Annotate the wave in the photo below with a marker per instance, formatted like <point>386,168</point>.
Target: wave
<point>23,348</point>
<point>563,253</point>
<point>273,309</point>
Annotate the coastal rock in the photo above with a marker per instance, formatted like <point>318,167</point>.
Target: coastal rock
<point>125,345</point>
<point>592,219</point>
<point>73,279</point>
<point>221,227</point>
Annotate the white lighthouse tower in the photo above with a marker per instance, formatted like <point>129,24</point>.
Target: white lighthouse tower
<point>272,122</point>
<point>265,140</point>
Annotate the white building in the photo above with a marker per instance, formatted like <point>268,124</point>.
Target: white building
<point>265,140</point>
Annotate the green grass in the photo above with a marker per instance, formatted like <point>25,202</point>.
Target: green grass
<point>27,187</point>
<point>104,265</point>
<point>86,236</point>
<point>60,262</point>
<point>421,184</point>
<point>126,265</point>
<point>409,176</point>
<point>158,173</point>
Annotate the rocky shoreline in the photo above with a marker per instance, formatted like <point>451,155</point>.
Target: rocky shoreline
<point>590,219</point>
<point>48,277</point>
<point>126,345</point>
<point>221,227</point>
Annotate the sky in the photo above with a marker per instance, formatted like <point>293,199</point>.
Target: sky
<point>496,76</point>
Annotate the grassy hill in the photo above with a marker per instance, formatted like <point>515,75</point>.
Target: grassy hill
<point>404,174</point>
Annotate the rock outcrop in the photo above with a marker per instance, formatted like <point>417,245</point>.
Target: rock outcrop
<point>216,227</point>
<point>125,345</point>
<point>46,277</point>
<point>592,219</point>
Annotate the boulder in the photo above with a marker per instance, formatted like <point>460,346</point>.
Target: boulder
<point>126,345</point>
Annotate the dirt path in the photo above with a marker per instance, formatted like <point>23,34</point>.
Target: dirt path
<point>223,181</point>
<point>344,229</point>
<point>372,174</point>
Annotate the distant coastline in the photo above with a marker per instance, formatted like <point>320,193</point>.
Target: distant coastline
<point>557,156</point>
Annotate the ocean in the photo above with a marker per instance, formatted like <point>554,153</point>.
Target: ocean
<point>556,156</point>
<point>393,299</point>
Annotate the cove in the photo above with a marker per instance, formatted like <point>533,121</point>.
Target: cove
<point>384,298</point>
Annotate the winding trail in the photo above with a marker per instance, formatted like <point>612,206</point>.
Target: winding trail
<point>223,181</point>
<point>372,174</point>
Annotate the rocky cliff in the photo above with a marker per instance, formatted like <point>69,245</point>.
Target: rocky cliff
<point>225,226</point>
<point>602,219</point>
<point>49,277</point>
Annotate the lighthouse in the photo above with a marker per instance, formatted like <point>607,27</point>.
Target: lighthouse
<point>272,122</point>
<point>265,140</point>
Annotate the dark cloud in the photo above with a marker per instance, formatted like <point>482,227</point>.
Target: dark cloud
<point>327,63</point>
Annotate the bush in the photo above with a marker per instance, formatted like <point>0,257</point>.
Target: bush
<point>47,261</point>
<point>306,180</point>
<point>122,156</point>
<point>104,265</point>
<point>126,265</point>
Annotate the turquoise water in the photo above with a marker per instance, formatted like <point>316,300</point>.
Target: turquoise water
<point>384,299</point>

──────────────────────────────

**YOUR GOAL:**
Copy out every one of the lines above, word for word.

**RESULT OF THE EXERCISE:**
Annotate the wave in the photo below with a marker per instance, formatted like <point>386,168</point>.
Target: wave
<point>23,348</point>
<point>563,253</point>
<point>273,309</point>
Annotate the coastal rock in the photo above with a marker per instance, formatted like <point>318,167</point>.
Target: coastal rock
<point>125,345</point>
<point>592,219</point>
<point>73,279</point>
<point>221,227</point>
Annotate the white lighthouse tower in the photo above with a marker per instance, formatted like <point>129,24</point>.
Target: white lighthouse tower
<point>272,122</point>
<point>265,140</point>
Annotate the white building in the photo above with a marker per instance, formatted like <point>268,124</point>.
Target: white building
<point>265,140</point>
Annotate the green grass in the photo above with a marker per instance, formatted like <point>25,202</point>.
Target: green grass
<point>27,187</point>
<point>104,265</point>
<point>86,236</point>
<point>60,262</point>
<point>421,184</point>
<point>126,265</point>
<point>409,176</point>
<point>158,173</point>
Annotate the rocky shoreline in the photo above with a marker per instance, formatted like <point>451,155</point>.
Target: rocky shoreline
<point>590,219</point>
<point>48,277</point>
<point>126,345</point>
<point>221,227</point>
Annotate the sky in the photo above with a marker per instance, formatted like <point>293,199</point>.
Target: sky
<point>496,76</point>
Annotate the grassy hill in the photo above with a marker per instance, formatted like <point>515,75</point>.
Target: grassy hill
<point>404,174</point>
Annotate the rock outcrop in the photo above with a marker per instance, formatted like <point>417,245</point>.
Target: rock outcrop
<point>216,227</point>
<point>125,345</point>
<point>46,277</point>
<point>592,219</point>
Annotate the boulder in the photo above with a marker per instance, formatted like <point>460,346</point>.
Target: boulder
<point>126,345</point>
Annotate the dirt path in the photo above with a marker per instance, formatted like <point>23,34</point>.
Target: dirt path
<point>223,181</point>
<point>344,229</point>
<point>372,174</point>
Annotate the distant coastline in the photo above with a marker per instance, formatted like <point>320,193</point>.
Target: distant coastline
<point>557,156</point>
Annotate the ocean in the photo above with a marker per instance, formatted like <point>554,153</point>.
Target: ocean
<point>556,156</point>
<point>393,299</point>
Annotate the cove in the photo above with a marker per instance, formatted like <point>533,121</point>.
Target: cove
<point>384,298</point>
Annotate the winding trail in the photo above with a marker per instance, formatted like <point>612,206</point>.
Target: winding trail
<point>223,181</point>
<point>372,174</point>
Annotate the rocky cliff in the photo above with a marker per instance, formatted like <point>69,245</point>.
Target: rocky cliff
<point>225,226</point>
<point>602,219</point>
<point>49,277</point>
Annotate the lighthouse in the photo above with a marker per instance, formatted like <point>607,27</point>.
Target: lighthouse
<point>272,122</point>
<point>265,140</point>
Annotate the dark cloud in the photo above with a marker per instance, formatted like <point>482,227</point>.
Target: dark cloud
<point>327,63</point>
Annotate the bush in the photo above with a marker per instance, formatted like <point>0,257</point>.
Target: bush
<point>47,261</point>
<point>306,180</point>
<point>122,156</point>
<point>104,265</point>
<point>126,265</point>
Annotate the turquoise water in the photo above with a marker per instance, formatted like <point>316,300</point>.
Target: turquoise water
<point>384,299</point>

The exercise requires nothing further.